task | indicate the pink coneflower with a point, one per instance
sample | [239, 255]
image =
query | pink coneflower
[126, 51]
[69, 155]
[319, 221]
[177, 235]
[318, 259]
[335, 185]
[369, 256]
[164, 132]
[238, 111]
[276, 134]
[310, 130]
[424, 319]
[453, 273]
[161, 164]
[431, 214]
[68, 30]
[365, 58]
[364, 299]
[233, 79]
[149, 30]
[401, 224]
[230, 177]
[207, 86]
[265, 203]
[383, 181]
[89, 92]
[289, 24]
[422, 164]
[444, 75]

******************************

Copy out every line of the records above again, with no changes.

task | indicate the pink coneflower with a point, one per instance
sample | [239, 255]
image =
query | pink coneflower
[126, 51]
[69, 155]
[319, 221]
[177, 235]
[318, 259]
[335, 185]
[369, 256]
[164, 132]
[238, 111]
[276, 134]
[310, 130]
[424, 319]
[453, 273]
[161, 164]
[431, 214]
[68, 30]
[365, 58]
[364, 299]
[233, 79]
[149, 30]
[401, 224]
[230, 177]
[207, 86]
[265, 203]
[383, 181]
[89, 92]
[289, 24]
[422, 164]
[444, 75]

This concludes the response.